WRITTEN PROBLEM =>
Render the data below as a Markdown table with two columns, Row and Text. Give each nonblank line its own row with a sequential number.

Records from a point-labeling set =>
========

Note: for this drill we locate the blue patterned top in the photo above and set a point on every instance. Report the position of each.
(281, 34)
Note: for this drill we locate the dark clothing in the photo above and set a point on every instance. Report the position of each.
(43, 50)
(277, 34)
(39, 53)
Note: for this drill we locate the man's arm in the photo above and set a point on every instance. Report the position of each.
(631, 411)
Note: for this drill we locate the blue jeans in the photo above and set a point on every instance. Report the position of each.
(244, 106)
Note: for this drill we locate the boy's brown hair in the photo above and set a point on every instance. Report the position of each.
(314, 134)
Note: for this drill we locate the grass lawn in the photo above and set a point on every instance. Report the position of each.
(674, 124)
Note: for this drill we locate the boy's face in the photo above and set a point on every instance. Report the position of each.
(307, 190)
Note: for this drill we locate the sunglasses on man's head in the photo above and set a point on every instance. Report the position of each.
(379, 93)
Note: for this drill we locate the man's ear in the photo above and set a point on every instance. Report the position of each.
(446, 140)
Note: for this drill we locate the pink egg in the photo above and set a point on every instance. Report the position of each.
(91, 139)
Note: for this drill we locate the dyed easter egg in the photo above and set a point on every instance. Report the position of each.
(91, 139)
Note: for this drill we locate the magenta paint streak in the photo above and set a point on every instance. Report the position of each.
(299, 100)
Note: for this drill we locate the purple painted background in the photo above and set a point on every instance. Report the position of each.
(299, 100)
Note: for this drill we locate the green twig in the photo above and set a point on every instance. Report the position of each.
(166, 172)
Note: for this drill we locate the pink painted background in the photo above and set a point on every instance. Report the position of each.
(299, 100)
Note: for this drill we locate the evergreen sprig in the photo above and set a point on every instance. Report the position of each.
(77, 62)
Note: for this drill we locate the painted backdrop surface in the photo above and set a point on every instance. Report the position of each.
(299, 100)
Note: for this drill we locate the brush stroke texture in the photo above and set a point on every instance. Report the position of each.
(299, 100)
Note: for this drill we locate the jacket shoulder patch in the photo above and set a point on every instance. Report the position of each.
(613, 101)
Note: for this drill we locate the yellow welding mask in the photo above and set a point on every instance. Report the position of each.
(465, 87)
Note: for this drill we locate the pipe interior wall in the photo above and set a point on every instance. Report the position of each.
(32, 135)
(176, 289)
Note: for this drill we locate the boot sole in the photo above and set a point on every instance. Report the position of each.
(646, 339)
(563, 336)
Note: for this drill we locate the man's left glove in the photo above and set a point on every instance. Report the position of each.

========

EXERCISE RESPONSE =>
| Row | Text |
|---|---|
| 1 | Note: for this drill we locate the blue patterned top in the photo above and set a point on every instance. Report the position of each. |
| 2 | (281, 34) |
| 3 | Note: for this drill we locate the dark clothing in the photo above and set a point on every instance. Report the position of each. |
| 4 | (43, 50) |
| 5 | (277, 34) |
| 6 | (39, 53) |
| 7 | Note: for this drill we locate the man's arm in the photo above and set a point on every instance. Report the position of each. |
| 8 | (631, 411) |
| 9 | Note: for this drill we locate the blue jeans in the photo above and set a point on every instance. Report the position of each. |
| 10 | (244, 106) |
| 11 | Note: for this drill we locate the boy's brown hair in the photo above and set a point on every instance. Report the position of each. |
| 12 | (314, 134) |
| 13 | Note: for this drill we locate the grass lawn in the photo above and set a point on every instance. Report the position of each. |
| 14 | (674, 124) |
| 15 | Note: for this drill we locate the boy's face in the photo above and set a point on every instance. Report the position of each. |
| 16 | (307, 190) |
| 17 | Note: for this drill we locate the sunglasses on man's head in the photo above and set a point on every instance. Report the position of each. |
| 18 | (379, 93) |
| 19 | Note: for this drill we locate the man's ear in the photo above and set a point on every instance. Report the position of each. |
| 20 | (446, 140) |
| 21 | Note: for this drill we locate the pink egg in the photo above and set a point on every instance. Report the position of each. |
| 22 | (91, 139) |
| 23 | Note: for this drill we locate the dyed easter egg in the photo above and set a point on every instance. Report the position of each. |
| 24 | (91, 139) |
| 25 | Note: for this drill we locate the magenta paint streak in the photo above and set a point on every instance. Report the position of each. |
| 26 | (299, 100) |
| 27 | Note: for this drill we locate the purple painted background in the photo above and set a point on every instance. Report the position of each. |
| 28 | (299, 100) |
| 29 | Note: for this drill we locate the green twig in the photo above and set a point on every instance. Report the position of each. |
| 30 | (166, 172) |
| 31 | Note: for this drill we locate the pink painted background in the photo above and set a point on every instance. Report the position of each. |
| 32 | (299, 100) |
| 33 | Note: for this drill we locate the evergreen sprig in the photo above and set a point on every instance. Report the position of each. |
| 34 | (77, 62) |
| 35 | Note: for this drill we locate the painted backdrop surface in the photo above and set a point on every instance. Report the position of each. |
| 36 | (299, 100) |
| 37 | Note: for this drill we locate the brush stroke texture in the photo above and set a point on every instance. Report the position of each. |
| 38 | (299, 100) |
| 39 | Note: for this drill we locate the jacket shoulder patch in the photo above and set a point on every instance. Report the position of each. |
| 40 | (613, 101) |
| 41 | Note: for this drill we locate the yellow welding mask in the photo above and set a point on every instance. Report the position of each. |
| 42 | (465, 87) |
| 43 | Note: for this drill we locate the pipe interior wall in the photo above and set a point on every instance. Report the position of each. |
| 44 | (32, 135) |
| 45 | (176, 289) |
| 46 | Note: for this drill we locate the boot sole in the photo above and set a point on every instance. Report the position of each. |
| 47 | (646, 339) |
| 48 | (563, 336) |
| 49 | Note: for this drill we locate the man's left glove in the photo above and set a point on every instance. Report the position of each. |